→ **WRITTEN REQUEST**
Rescale the stretch of the records from the line containing "the grassy verge." through the end of the records by rewriting those lines with their requests, multiplying every coordinate in the answers by 1.25 and rounding to whole numbers, with halves rounded up. Give only those lines, and leave the pictures out.

Records
════════════════
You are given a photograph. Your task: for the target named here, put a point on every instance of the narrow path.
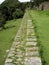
(24, 50)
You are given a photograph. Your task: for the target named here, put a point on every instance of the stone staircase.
(24, 50)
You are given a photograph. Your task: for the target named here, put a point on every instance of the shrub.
(18, 14)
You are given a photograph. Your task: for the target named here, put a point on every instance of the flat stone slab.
(33, 61)
(31, 43)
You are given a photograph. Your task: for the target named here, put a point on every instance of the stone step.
(8, 60)
(34, 53)
(31, 39)
(33, 61)
(31, 43)
(31, 49)
(9, 64)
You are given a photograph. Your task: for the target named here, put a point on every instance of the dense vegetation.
(37, 2)
(41, 23)
(6, 38)
(11, 9)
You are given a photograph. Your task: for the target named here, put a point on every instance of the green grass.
(41, 21)
(7, 37)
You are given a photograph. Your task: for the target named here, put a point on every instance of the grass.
(41, 22)
(7, 37)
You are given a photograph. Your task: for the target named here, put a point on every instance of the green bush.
(18, 14)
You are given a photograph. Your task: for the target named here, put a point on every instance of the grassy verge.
(7, 37)
(41, 22)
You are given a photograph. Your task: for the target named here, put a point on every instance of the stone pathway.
(24, 50)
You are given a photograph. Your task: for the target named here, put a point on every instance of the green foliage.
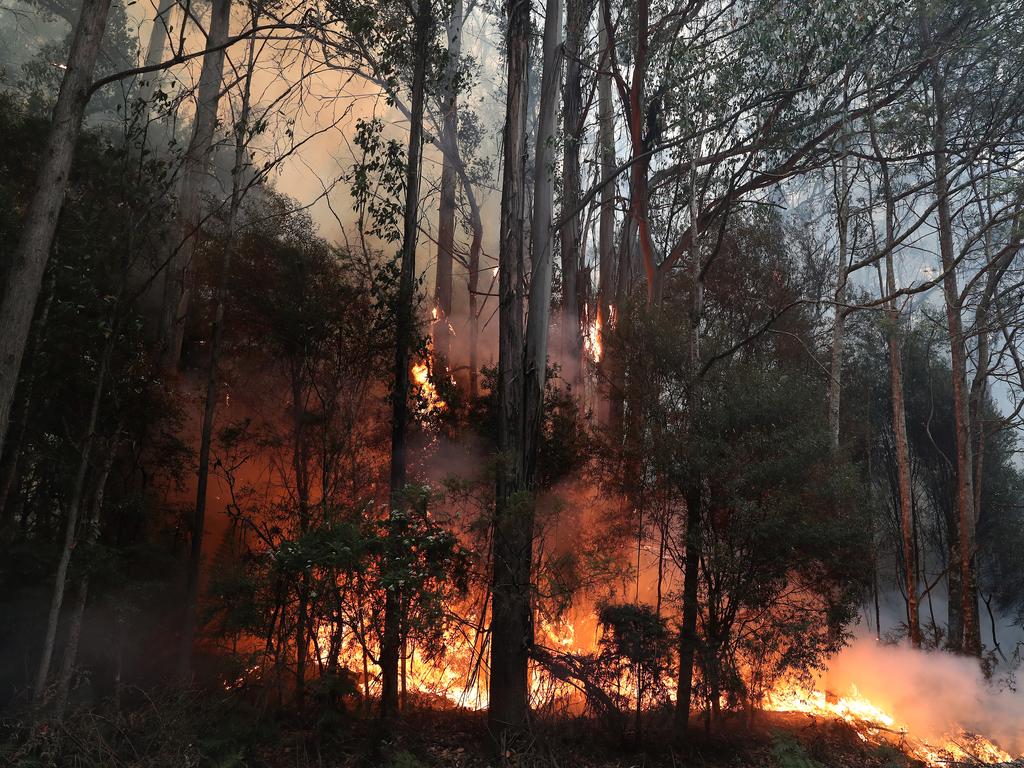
════════════════
→ **SOLUTION FOR THIS TASK**
You are given a photograph. Your task: for the target named here, put a point on every instance of the grassy verge.
(9, 46)
(51, 28)
You are given a photograph. Your task: for the target named here, put a point on every instance of the stone pathway.
(30, 63)
You are given a photograph. Your task: for the target named here, put a point on every instance of the green foliage.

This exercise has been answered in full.